Copy out all of the data below, replacing every instance of "bounding box" with "box coordinates" and keeping everything else the same. Omit the pictures from your answer.

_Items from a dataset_
··········

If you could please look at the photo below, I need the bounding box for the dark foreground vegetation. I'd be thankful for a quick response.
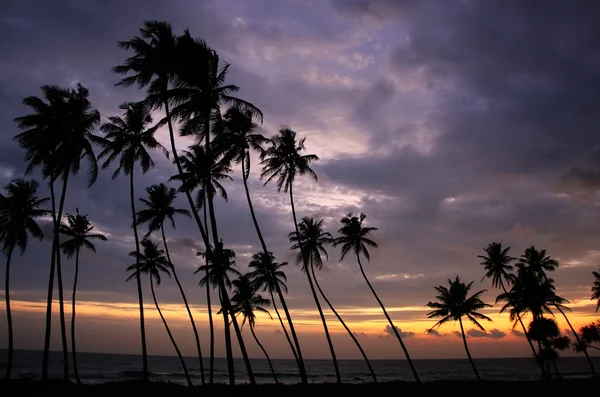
[0,378,600,397]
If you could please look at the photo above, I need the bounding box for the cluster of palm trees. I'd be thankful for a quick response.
[427,242,600,380]
[0,17,591,385]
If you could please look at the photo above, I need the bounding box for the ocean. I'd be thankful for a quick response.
[0,350,600,384]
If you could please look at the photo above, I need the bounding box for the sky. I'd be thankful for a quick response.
[0,0,600,359]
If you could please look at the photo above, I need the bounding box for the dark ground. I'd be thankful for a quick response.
[0,379,600,397]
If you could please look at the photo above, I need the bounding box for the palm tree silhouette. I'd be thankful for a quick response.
[334,212,421,383]
[127,238,192,387]
[14,84,102,380]
[260,128,319,378]
[137,183,205,384]
[231,274,279,383]
[0,179,49,380]
[427,276,492,380]
[591,271,600,311]
[477,242,545,377]
[289,217,342,383]
[517,246,596,377]
[99,102,169,381]
[60,208,107,384]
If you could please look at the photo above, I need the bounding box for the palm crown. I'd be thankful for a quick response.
[127,238,171,286]
[260,128,319,192]
[137,183,190,236]
[427,276,492,332]
[289,217,333,270]
[99,102,169,178]
[334,212,377,262]
[60,209,107,258]
[0,179,48,253]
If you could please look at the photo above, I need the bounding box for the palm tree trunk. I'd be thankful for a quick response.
[4,246,14,380]
[554,305,596,377]
[250,324,279,384]
[269,291,298,364]
[71,246,81,385]
[458,318,481,381]
[129,169,149,381]
[160,223,206,385]
[356,253,421,384]
[203,203,215,385]
[149,273,193,387]
[500,280,545,378]
[54,166,70,380]
[310,263,377,383]
[242,156,308,384]
[42,177,57,382]
[288,183,342,383]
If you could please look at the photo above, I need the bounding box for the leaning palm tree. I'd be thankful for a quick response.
[60,208,107,384]
[127,238,192,387]
[334,212,421,383]
[137,183,205,384]
[99,102,169,380]
[0,179,48,379]
[289,217,342,383]
[231,274,279,383]
[427,276,492,380]
[592,271,600,311]
[15,84,101,380]
[477,242,544,370]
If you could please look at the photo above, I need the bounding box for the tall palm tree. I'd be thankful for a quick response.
[60,208,107,384]
[334,212,421,383]
[289,217,342,383]
[427,276,492,380]
[137,183,205,384]
[127,238,192,387]
[477,242,544,377]
[260,128,319,384]
[592,271,600,311]
[517,246,596,376]
[99,102,169,381]
[0,179,48,379]
[231,274,279,383]
[15,84,102,380]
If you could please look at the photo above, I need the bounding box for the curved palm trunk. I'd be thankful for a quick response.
[288,183,342,383]
[160,224,206,385]
[356,253,421,384]
[242,156,308,384]
[310,263,377,383]
[149,273,192,387]
[554,305,596,377]
[4,247,14,380]
[42,175,58,381]
[458,318,481,381]
[129,169,148,381]
[250,324,279,384]
[500,280,546,378]
[71,246,81,385]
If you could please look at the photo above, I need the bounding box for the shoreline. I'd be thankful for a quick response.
[0,378,600,397]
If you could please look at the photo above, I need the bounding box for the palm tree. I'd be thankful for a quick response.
[592,271,600,311]
[0,179,48,379]
[60,208,107,384]
[15,84,101,380]
[289,217,342,383]
[99,102,169,381]
[427,276,492,380]
[334,212,421,383]
[137,183,205,384]
[517,246,596,376]
[477,242,544,370]
[127,238,192,387]
[231,274,279,383]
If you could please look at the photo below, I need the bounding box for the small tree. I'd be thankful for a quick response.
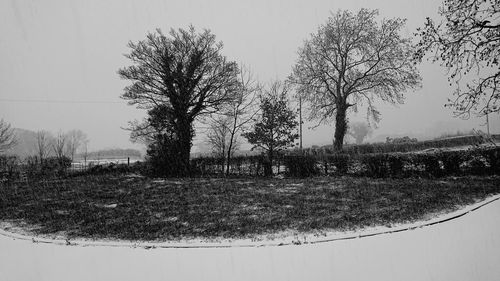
[290,9,421,150]
[243,81,298,176]
[347,122,372,144]
[66,130,87,161]
[224,66,262,175]
[207,115,238,172]
[0,119,17,153]
[415,0,500,118]
[35,130,52,164]
[52,131,67,160]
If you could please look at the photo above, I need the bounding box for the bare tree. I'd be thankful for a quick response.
[66,130,87,161]
[118,27,238,176]
[347,122,372,144]
[35,130,52,163]
[225,66,262,175]
[207,115,238,172]
[290,9,421,150]
[243,81,298,175]
[82,139,89,167]
[0,119,17,153]
[415,0,500,118]
[52,131,67,159]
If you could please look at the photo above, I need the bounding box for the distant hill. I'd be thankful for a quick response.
[7,128,36,158]
[75,148,142,159]
[7,128,142,159]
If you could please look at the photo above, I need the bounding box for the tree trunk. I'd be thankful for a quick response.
[333,103,347,152]
[173,119,193,177]
[264,148,274,177]
[226,131,234,176]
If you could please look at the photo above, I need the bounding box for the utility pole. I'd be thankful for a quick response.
[486,113,490,136]
[299,94,302,153]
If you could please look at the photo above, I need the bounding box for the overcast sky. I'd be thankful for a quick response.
[0,0,500,152]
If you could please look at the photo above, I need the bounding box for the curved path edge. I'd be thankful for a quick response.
[0,194,500,249]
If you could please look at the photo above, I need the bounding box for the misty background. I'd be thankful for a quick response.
[0,0,500,155]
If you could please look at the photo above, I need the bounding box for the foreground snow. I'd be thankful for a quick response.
[0,196,500,281]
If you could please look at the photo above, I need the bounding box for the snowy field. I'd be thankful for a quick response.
[0,197,500,281]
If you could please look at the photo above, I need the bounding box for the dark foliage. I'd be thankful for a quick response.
[283,155,319,177]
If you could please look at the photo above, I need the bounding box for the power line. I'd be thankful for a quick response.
[0,98,126,104]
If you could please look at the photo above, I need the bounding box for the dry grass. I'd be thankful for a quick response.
[0,176,500,240]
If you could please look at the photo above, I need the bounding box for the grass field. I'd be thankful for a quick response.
[0,175,500,241]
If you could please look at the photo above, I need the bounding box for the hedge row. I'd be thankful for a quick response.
[312,147,500,177]
[305,135,500,155]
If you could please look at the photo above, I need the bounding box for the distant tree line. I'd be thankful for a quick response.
[118,0,499,176]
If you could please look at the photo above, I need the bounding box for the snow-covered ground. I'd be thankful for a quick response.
[0,197,500,281]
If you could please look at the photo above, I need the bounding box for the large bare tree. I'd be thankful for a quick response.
[118,27,238,175]
[415,0,500,118]
[0,119,17,153]
[290,9,421,150]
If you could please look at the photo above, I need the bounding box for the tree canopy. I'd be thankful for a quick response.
[118,26,238,174]
[415,0,500,118]
[290,9,421,150]
[243,81,298,174]
[0,119,17,153]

··········

_Result of the task_
If you could please look at the photo below, I need the box coordinates for the dark foreground vegetation. I'd be thankful for a quick response.
[0,378,600,397]
If you could please look at the photo above, I need the box coordinates for the cluster of palm trees. I'd be thankful for a quick response.
[427,242,600,380]
[0,17,591,385]
If you could please look at the photo above, I need the box coordinates for the ocean. I'd be thankful for a quick response.
[0,350,600,384]
If you could please look at the photo above, I need the box coordinates for the sky. I'd be thankful for a quick response.
[0,0,600,359]
If you could please look at the photo above, I need the box coordinates for the dark ground. I'd be thankful for a quick response.
[0,379,600,397]
If you could please look at the photo above, I need the box coordinates for the palm tree silhouette. I'd be thankful for a quick response.
[334,212,421,383]
[127,238,192,387]
[14,84,102,380]
[260,128,319,378]
[137,183,205,384]
[231,274,279,383]
[0,179,49,380]
[427,276,492,380]
[591,271,600,311]
[477,242,545,377]
[289,217,342,383]
[517,246,596,377]
[99,102,169,381]
[60,208,107,384]
If you could please look at the photo above, I need the box coordinates for the palm crown. I'd be thankful for a quick response.
[127,238,171,286]
[260,128,319,192]
[137,183,190,236]
[427,276,492,332]
[289,217,333,270]
[99,102,169,178]
[334,212,377,262]
[60,209,107,258]
[0,179,48,253]
If you could please look at the photo above, I need the box coordinates for the palm tree trunk. I'd be thankful for a quick response.
[4,246,14,380]
[554,305,596,377]
[250,324,279,384]
[269,291,298,364]
[71,246,81,385]
[458,318,481,381]
[129,169,149,381]
[160,223,206,385]
[356,253,421,384]
[203,203,215,385]
[149,273,193,387]
[500,280,545,378]
[54,166,70,380]
[310,263,377,383]
[242,156,308,384]
[42,177,57,382]
[288,183,342,383]
If you could please look at the photo above, I need the box coordinates for the leaning palm tree. I'd be thankful for a quick response.
[60,208,107,384]
[127,238,192,387]
[334,212,421,383]
[137,183,205,384]
[99,102,169,380]
[0,179,48,379]
[289,217,342,383]
[231,274,279,383]
[427,276,492,380]
[592,271,600,311]
[15,84,101,380]
[477,242,544,370]
If you could please look at the photo above, I need the box coordinates for the tall palm tree. I'd be thankful for a quick response.
[60,208,107,384]
[334,212,421,383]
[289,217,342,383]
[427,276,492,380]
[137,183,205,384]
[127,238,192,387]
[477,242,544,377]
[260,128,319,384]
[592,271,600,311]
[517,246,596,376]
[99,102,169,381]
[0,179,48,379]
[231,274,279,383]
[15,84,102,380]
If you could please look at the photo above, I need the box coordinates for the curved palm trunk. I'd be thankful for a quick response.
[288,183,342,383]
[160,224,206,385]
[356,253,421,384]
[242,156,308,384]
[310,263,377,383]
[149,273,192,387]
[554,305,596,377]
[4,247,14,380]
[42,175,58,381]
[458,318,481,381]
[129,169,148,381]
[250,324,279,384]
[500,280,546,378]
[71,246,81,385]
If you could please look at the photo above, I need the box coordinates for the shoreline. I'd be thankful for a quick response.
[0,378,600,397]
If you could please look at the photo above, I need the box coordinates for the palm tree. I'd be thankful for a quick response.
[592,271,600,311]
[0,179,48,379]
[60,208,107,384]
[15,84,101,380]
[289,217,342,383]
[99,102,169,381]
[427,276,492,380]
[334,212,421,383]
[137,183,205,384]
[517,246,596,376]
[477,242,544,370]
[127,238,192,387]
[231,274,279,383]
If you could please look at the photo below, I need the box coordinates for the small tree. I'd be thankful for a quick response.
[290,9,421,150]
[243,81,298,176]
[347,122,372,144]
[66,130,87,161]
[224,66,262,175]
[207,115,238,172]
[0,119,17,153]
[415,0,500,118]
[35,130,52,164]
[52,131,67,160]
If you could please look at the photo above, I need the box coordinates for the bare tree. I'd be thankful for a quick response.
[66,130,87,161]
[118,27,238,176]
[347,122,372,144]
[35,130,52,163]
[225,66,262,175]
[207,115,238,172]
[290,9,421,150]
[243,81,298,175]
[82,139,89,167]
[0,119,17,153]
[415,0,500,118]
[52,131,67,159]
If you could please look at the photo above, I need the box coordinates for the distant hill. I'd be thankful for a quick response.
[7,128,36,158]
[75,148,142,159]
[7,128,142,159]
If you could please look at the photo above, I need the box coordinates for the tree trunk. I'd be thankful for a quick response.
[333,103,347,152]
[173,119,193,177]
[264,148,274,177]
[226,131,234,176]
If you could please look at the photo above, I need the box coordinates for the utility pole. I'd be thankful for a quick response.
[486,113,490,136]
[299,94,302,153]
If you could please look at the photo above, I need the box coordinates for the overcast sky. I'd be thankful for a quick response.
[0,0,500,152]
If you could please look at the photo above, I need the box coordinates for the curved path edge. I'd be thankful for a quick response.
[0,194,500,249]
If you could please look at the photo above, I need the box coordinates for the misty background. I'd be thankful for a quick response.
[0,0,500,155]
If you could please look at the photo above, I need the box coordinates for the foreground snow. I'd be thankful for a quick response.
[0,196,500,281]
If you could please look at the photo above, I need the box coordinates for the snowy field. I'd be thankful for a quick response.
[0,197,500,281]
If you could please look at the photo above, I need the box coordinates for the dark foliage. I'd be thankful for a quick response.
[283,155,319,177]
If you could please look at the photo above, I need the box coordinates for the power line. I'd be thankful for a quick response.
[0,98,126,104]
If you could please look at the photo above, I need the box coordinates for the dry grass. I'd be thankful for a quick response.
[0,176,500,240]
If you could please look at the photo above, I need the box coordinates for the grass field. I'd be thankful for a quick response.
[0,175,500,241]
If you could please look at the photo above, I need the box coordinates for the hedge row. I'd be thankful for a quick response.
[312,147,500,177]
[305,135,500,155]
If you could please look at the photo above, I need the box coordinates for the distant tree line. I'd be thankful for a quick response.
[118,0,499,176]
If you could please look at the photo above, I need the box coordinates for the snow-covered ground. I'd be thankful for a quick response.
[0,197,500,281]
If you could please look at the photo above, I need the box coordinates for the large bare tree. I'd be thankful for a quick response.
[118,27,238,175]
[415,0,500,118]
[0,119,17,153]
[290,9,421,150]
If you could please look at the photo above, I need the box coordinates for the tree canopy. I'd be thankful for a quick response.
[118,26,238,174]
[415,0,500,118]
[290,9,421,150]
[243,81,298,174]
[0,119,17,153]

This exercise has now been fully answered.